··· GIVEN PASSAGE

Researchers from University of Tsukuba develop a new method that reveals the unique signatures of individual cells in mixtures of bacteria, fungi and yeast under a microscope
Tsukuba, Japan – When viewed with specialized microscopes, microbial cells show an individual fluorescence pattern, or signature, that depends on the mixture of biomolecules contained within the cells. That complex mixture, with its telltale signature, in turn depends on the type of microbe and its physiological state, such as whether it is growing or what it is consuming as a food source.
University of Tsukuba researchers have developed a new method, named CRIF (Confocal Reflection microscopy-assisted single-cell Innate Fluorescence), to detect the fluorescence signatures of individual microbial cells. The method is non-destructive, meaning the cells remain alive, and allows cells to be studied in realistic three-dimensional environments. Importantly, the new method can be used to view individual cells within mixtures of different types of microbe, unlike many standard techniques that work best with “pure” populations where the cells are all alike. The team recently published their findings in Applied and Environmental Microbiology.
“We used a confocal microscope, which can generate images from three-dimensional materials—rather like comparing a sequence of slices to build up an image of a whole intact structure. This enabled us to find the locations of the microbial cells within the sample,” says lead and co-corresponding author Yutaka Yawata. “Combining this with spectroscopy to measure a set of fluorescence signals under the microscope, we were able to see the different types of microbes within the sample, and read their signatures to identify the individual cells.”

······
··· INFORMATION SHOWN

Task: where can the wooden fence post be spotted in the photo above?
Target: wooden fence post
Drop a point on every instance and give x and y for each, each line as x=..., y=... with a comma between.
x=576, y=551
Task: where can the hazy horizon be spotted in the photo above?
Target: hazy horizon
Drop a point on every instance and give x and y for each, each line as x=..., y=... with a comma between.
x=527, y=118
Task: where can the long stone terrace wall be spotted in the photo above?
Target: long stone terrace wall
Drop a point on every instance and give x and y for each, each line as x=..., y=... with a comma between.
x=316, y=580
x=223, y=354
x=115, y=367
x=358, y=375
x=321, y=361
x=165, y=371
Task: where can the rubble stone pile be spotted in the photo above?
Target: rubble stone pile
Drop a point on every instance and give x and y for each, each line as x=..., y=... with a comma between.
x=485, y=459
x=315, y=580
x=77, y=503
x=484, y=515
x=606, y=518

······
··· INFORMATION SHOWN

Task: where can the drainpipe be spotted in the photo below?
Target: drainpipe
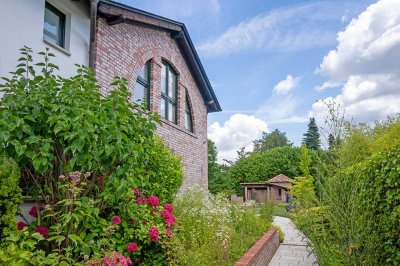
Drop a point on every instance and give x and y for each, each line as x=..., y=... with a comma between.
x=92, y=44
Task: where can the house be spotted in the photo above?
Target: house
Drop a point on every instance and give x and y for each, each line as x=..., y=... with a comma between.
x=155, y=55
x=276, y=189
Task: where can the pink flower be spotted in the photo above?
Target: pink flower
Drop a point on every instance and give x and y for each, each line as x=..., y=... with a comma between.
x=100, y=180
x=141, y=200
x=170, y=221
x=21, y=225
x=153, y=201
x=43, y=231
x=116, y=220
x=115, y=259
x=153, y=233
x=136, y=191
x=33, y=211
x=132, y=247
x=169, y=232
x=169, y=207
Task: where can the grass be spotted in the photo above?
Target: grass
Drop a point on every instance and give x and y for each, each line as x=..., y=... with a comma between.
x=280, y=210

······

REQUIRED TASKS:
1: Answer these about the article on the CRIF microscopy method:
(a) What does the abbreviation CRIF stand for?
(b) On what two things does the mixture of biomolecules within a microbial cell depend?
(c) According to Yutaka Yawata, what did the confocal microscope enable the team to find?
2: Summarize the article on the CRIF microscopy method in two sentences.
3: Continue the article on the CRIF microscopy method from its final paragraph.

EXERCISE ANSWERS:
1:
(a) Confocal Reflection microscopy-assisted single-cell Innate Fluorescence.
(b) The type of microbe and its physiological state.
(c) The locations of the microbial cells within the sample.

2: University of Tsukuba researchers developed CRIF, a non-destructive method that detects the fluorescence signatures of individual microbial cells, which reflect the type of microbe and its physiological state. By pairing a confocal microscope with spectroscopy, the team could locate cells in three-dimensional samples and identify individual cells even within mixtures of different microbes.

3:
The team went on to train computer models to read the fluorescence signatures and distinguish different types of cells. The models learned to recognize cells automatically, even when looking at different cells with very similar shapes and sizes, and analyze the images for cell signatures to identify the cells according to their type and physiological state.
“Our technique to recognize and track the innate fluorescence signatures of each of the individual cells within three-dimensional samples opens up exciting new opportunities to explore mixed microbial populations, as found in natural environments,” says co-corresponding author Nobuhiko Nomura. “It will help researchers understand how microbes grow and interact with each other in the real world.”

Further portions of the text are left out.